TASK TO CARRY OUT: Rewrite the records from the line containing "mark the region of the person" through the line containing "683 129 L 730", replacing "separate parts" with "disjoint pieces" and leaving everything else unchanged.

++++++

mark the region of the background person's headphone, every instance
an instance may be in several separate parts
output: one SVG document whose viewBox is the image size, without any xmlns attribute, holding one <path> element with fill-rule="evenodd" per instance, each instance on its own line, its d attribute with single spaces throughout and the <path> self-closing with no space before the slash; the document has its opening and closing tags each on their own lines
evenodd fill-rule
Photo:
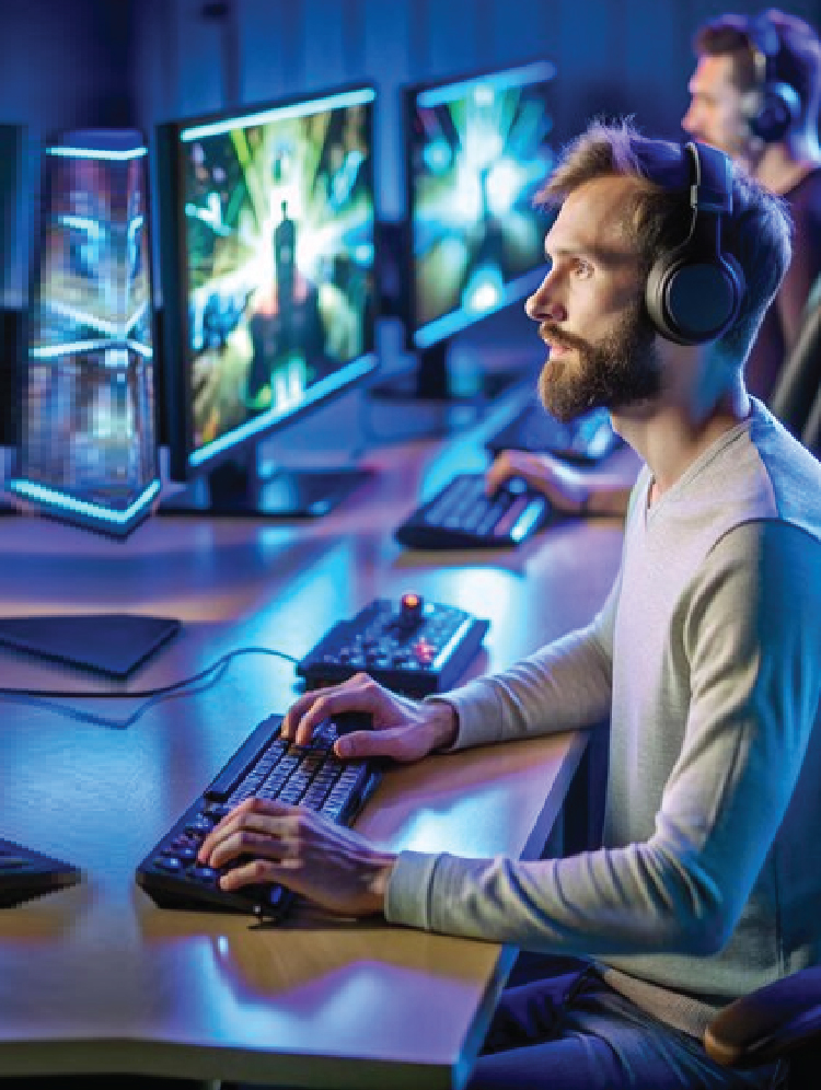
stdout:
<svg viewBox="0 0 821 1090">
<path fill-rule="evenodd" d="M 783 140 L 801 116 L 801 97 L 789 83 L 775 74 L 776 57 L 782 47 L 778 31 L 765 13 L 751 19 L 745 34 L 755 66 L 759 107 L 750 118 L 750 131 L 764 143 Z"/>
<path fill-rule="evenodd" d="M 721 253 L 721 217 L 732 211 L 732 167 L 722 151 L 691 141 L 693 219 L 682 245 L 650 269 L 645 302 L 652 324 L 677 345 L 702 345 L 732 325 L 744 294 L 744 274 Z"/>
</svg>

++++++

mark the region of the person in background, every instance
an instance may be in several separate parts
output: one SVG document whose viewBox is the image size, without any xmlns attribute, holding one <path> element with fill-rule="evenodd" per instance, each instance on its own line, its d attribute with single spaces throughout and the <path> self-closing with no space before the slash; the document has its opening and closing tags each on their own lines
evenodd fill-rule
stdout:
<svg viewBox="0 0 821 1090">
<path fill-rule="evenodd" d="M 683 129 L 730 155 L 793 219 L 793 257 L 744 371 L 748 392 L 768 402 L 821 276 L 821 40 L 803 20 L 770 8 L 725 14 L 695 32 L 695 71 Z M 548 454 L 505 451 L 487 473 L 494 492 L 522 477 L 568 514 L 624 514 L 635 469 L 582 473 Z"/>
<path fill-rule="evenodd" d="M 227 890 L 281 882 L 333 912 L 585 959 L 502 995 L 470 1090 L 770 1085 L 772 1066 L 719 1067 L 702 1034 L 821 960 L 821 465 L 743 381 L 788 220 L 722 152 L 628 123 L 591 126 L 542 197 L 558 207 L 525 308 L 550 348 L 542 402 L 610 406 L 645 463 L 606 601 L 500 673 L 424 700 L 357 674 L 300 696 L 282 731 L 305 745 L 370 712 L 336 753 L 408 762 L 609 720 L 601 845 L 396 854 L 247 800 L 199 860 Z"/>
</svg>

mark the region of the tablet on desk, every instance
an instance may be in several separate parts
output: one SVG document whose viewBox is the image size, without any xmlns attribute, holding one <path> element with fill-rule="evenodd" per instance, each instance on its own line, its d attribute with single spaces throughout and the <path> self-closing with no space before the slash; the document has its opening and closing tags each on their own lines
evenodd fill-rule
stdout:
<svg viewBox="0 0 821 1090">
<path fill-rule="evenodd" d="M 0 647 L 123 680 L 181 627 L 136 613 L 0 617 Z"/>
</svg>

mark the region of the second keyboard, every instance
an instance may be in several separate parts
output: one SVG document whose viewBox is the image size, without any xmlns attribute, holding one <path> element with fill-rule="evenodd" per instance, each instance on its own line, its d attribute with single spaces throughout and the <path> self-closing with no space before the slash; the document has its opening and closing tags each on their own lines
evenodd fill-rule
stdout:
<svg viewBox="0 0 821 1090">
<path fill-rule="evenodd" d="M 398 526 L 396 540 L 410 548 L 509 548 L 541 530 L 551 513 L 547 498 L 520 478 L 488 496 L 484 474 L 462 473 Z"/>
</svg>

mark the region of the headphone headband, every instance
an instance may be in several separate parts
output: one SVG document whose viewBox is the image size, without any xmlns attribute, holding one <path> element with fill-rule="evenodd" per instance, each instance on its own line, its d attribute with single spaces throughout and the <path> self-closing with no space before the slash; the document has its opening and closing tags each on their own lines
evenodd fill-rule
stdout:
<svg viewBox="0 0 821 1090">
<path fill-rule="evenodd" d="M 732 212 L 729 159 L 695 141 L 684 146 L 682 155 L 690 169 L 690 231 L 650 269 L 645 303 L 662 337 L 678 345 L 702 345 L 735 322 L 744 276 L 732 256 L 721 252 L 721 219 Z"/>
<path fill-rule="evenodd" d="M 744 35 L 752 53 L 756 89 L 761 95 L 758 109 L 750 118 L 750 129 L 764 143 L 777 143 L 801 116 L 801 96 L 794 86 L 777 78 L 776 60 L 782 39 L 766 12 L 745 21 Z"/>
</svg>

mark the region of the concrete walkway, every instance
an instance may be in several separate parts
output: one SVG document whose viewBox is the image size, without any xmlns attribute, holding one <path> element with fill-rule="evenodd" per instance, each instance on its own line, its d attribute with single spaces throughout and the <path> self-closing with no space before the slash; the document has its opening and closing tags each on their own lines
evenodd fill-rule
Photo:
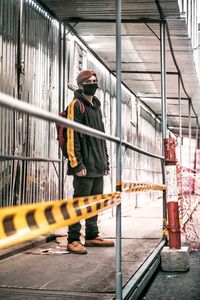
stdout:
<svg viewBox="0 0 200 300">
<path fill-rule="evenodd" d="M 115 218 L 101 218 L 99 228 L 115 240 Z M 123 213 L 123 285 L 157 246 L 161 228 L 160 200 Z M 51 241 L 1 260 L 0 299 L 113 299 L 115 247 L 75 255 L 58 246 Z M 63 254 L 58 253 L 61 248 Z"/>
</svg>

++++++

WORKED ANSWER:
mark the region of the person in background, every instance
an instance may be in several disjoint pieces
output: one SVG document whose viewBox is the image size, without any xmlns attribute, holding one <path> element with fill-rule="evenodd" per instance, each instance on its own line, its d attribute with single spaces throughout and the <path> self-closing with no space before the slash; the document has its opening and closing tags each on their own lines
evenodd fill-rule
stdout:
<svg viewBox="0 0 821 1090">
<path fill-rule="evenodd" d="M 683 129 L 730 155 L 793 219 L 793 257 L 744 371 L 748 392 L 768 402 L 821 276 L 821 40 L 803 20 L 770 8 L 725 14 L 695 32 L 695 71 Z M 548 454 L 505 451 L 487 473 L 494 492 L 522 477 L 568 514 L 624 514 L 635 469 L 582 473 Z"/>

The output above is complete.